===== Dataset records =====

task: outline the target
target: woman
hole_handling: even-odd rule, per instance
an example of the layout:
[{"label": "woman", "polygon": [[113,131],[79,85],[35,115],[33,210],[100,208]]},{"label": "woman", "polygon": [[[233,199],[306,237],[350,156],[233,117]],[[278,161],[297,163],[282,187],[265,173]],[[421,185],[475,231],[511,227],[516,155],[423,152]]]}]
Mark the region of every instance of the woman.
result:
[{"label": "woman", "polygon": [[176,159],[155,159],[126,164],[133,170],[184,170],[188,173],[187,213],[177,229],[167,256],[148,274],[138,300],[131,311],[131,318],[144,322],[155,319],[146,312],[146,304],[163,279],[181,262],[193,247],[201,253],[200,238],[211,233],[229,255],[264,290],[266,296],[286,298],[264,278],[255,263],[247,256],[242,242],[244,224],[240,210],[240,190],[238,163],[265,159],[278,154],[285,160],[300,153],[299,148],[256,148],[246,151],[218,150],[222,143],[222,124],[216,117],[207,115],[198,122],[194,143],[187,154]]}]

=====

Exercise instructions -
Rewrite the entries above with "even-odd rule" replaced by "nonzero winding rule" and every other part left unchanged.

Reply to the task -
task: outline the target
target: woman
hole_handling: nonzero winding rule, per instance
an example of the layout:
[{"label": "woman", "polygon": [[113,131],[79,85],[35,115],[33,210],[100,208]]},{"label": "woman", "polygon": [[[233,199],[306,237],[350,156],[233,117]],[[278,161],[297,163],[282,187],[265,173]],[[421,185],[475,231],[511,227],[516,155],[423,152]]]}]
Mark the region of every instance of the woman.
result:
[{"label": "woman", "polygon": [[176,159],[155,159],[126,164],[133,170],[184,170],[188,173],[187,213],[177,229],[167,256],[148,274],[138,300],[131,311],[131,318],[144,322],[155,319],[146,312],[146,304],[163,279],[181,262],[193,247],[201,253],[200,238],[211,233],[229,255],[264,290],[266,296],[286,298],[264,278],[255,263],[247,256],[242,242],[244,224],[240,210],[240,190],[238,163],[265,159],[278,154],[285,160],[300,153],[299,148],[256,148],[246,151],[218,150],[222,143],[222,124],[216,117],[207,115],[198,122],[194,143],[187,154]]}]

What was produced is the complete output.